READING TEXT:
•••••

In the lower left corner, the low number of tasks and small input size makes tightly-coupled Message Passing Interface (MPI) quite manageable. This is the traditional terrain of HPC.  As the data size increases (vertically), we move into the analytics category, such as data mining and analysis.  In the lower right corner, data size remains modest, but the increasing number of tasks moves us into loosely-coupled applications involving many tasks. HTC can be considered a subset of this category. Finally, the combination of both many tasks and large datasets in the upper right corner moves us into the province of Many-Task Computing. MTC can also be considered as part of the high-task, low data (lower right) area. Image courtesy of Ioan Raicu, University of Chicago.

Tightly-coupled applications for which jobs must communicate between each other during execution are typically best served by clustered High Performance Computing (HPC). Applications with many independent job streams, on the other hand, are better suited to distributed High Throughput Computing (HTC). But there are still other kinds of applications.

Over the past half decade we’ve examined many applications from astrophysics, bioinformatics, data mining and other fields, and have found that high-performance computations comprising multiple distinct activities and coupled via file system operations (as opposed to the standard message passing interface commonly found in HPC) don’t fit nicely in either category. To address this, we’ve defined the concept of “Many Task Computing”.  We believe that it bridges a gap between these two dominant computing paradigms and opens up opportunities to apply HPC systems in new ways for increasingly complex applications that were simply intractable just a few years ago.

•••••

WHAT THE TASK REQUIRES: Reproduce everything in the passage on Many-Task Computing from "In the lower left" down to "University of Chicago.".

(Rows from a dataset)
•••••

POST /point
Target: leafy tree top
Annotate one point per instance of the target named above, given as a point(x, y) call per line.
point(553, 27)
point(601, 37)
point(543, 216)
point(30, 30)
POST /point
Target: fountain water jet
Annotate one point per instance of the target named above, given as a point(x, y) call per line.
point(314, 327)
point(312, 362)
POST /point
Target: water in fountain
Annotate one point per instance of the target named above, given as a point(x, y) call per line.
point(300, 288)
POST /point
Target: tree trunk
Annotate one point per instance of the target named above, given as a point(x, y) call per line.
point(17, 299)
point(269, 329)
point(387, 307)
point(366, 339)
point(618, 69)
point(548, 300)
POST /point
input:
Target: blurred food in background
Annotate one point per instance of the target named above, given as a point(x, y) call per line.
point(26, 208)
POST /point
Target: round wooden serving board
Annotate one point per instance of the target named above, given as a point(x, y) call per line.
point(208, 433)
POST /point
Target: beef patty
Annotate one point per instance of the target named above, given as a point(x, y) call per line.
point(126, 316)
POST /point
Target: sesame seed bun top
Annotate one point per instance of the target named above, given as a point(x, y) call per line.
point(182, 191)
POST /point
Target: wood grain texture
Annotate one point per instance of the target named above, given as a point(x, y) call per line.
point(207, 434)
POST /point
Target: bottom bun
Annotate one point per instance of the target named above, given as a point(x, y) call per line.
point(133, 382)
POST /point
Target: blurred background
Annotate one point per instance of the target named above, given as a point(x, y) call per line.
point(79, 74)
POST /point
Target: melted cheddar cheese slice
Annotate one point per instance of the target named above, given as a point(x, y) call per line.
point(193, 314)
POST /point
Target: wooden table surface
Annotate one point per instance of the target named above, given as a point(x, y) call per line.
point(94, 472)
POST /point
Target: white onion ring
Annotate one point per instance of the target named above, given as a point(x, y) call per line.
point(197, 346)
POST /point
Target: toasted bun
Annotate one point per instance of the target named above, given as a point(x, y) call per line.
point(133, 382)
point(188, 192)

•••••

TASK SOLUTION:
In the lower left corner, the low number of tasks and small input size makes tightly-coupled Message Passing Interface (MPI) quite manageable. This is the traditional terrain of HPC.  As the data size increases (vertically), we move into the analytics category, such as data mining and analysis.  In the lower right corner, data size remains modest, but the increasing number of tasks moves us into loosely-coupled applications involving many tasks. HTC can be considered a subset of this category. Finally, the combination of both many tasks and large datasets in the upper right corner moves us into the province of Many-Task Computing. MTC can also be considered as part of the high-task, low data (lower right) area. Image courtesy of Ioan Raicu, University of Chicago.